━━━━━ Reading text ━━━━━
We’ve decided that we’re dumping the outboard. We don’t like the smell, or the sound, or the risks (i.e. gasoline) that come with internal combustion on the back of the tender. There are also maintenance costs, extra weight and the inherent risk of theft. Oh, yeah, and then there was the fact that although it had circumnavigated the mechanics of San Carlos, it still only decided to run 1/4 of the time.  See exhibit A above:  us getting towed to Selkie by a friendly neighbor. The overwhelming drawbacks, combined with the fact that we both like to row, made the decision easy.

Without an engine, however, we were going to need some means of propulsion. Enter: the oar.


The dinghy came with a set of oars, nicely shaped and very light, but they were painted bright yellow and beginning to flake. We decided to see what lay beneath the paint, and after scraping and sanding for many, many hours, we found beautiful spruce. There appeared to be a layer of epoxy below the paint, which we left intact on the blades. Next we filled all the dings with more epoxy and faired the tip and blade edges with three coats of epoxy to provide abrasion resistance. We then applied three coats of Helmsman Spar Urethane all around. Then came the fun part.
━━━━━ Record set ━━━━━
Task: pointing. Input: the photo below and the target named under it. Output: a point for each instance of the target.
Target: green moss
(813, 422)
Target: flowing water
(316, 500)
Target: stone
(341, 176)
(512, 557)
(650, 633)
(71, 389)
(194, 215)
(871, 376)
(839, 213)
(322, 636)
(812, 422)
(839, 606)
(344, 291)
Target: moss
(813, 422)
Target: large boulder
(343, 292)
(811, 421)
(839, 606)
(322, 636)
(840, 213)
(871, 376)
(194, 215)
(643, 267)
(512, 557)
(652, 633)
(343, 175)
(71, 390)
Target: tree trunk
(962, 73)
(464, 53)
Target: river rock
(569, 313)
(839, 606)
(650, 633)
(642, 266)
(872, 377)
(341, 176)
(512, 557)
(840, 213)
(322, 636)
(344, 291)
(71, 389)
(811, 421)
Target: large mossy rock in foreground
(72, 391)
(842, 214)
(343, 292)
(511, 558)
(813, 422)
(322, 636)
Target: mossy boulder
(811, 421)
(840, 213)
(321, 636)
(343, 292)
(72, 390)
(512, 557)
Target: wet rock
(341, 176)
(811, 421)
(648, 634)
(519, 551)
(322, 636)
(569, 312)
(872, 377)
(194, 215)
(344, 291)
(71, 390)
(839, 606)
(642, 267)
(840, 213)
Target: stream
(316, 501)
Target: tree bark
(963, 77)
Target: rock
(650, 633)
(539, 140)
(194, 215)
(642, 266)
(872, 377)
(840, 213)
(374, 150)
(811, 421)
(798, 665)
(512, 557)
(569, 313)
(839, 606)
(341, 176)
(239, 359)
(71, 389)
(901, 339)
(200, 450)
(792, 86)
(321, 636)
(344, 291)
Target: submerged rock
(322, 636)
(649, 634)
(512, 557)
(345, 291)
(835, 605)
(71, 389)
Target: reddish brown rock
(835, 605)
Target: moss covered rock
━━━━━
Tasks for this exercise —
[1] From the post about the dinghy, reproduce word for word the passage starting with "The dinghy came" and going on through "the fun part.".
[2] According to the post about the dinghy, why were the tip and blade edges of the oars faired with three coats of epoxy?

Set of answers —
[1]
The dinghy came with a set of oars, nicely shaped and very light, but they were painted bright yellow and beginning to flake. We decided to see what lay beneath the paint, and after scraping and sanding for many, many hours, we found beautiful spruce. There appeared to be a layer of epoxy below the paint, which we left intact on the blades. Next we filled all the dings with more epoxy and faired the tip and blade edges with three coats of epoxy to provide abrasion resistance. We then applied three coats of Helmsman Spar Urethane all around. Then came the fun part.

[2] They were faired with three coats of epoxy to provide abrasion resistance.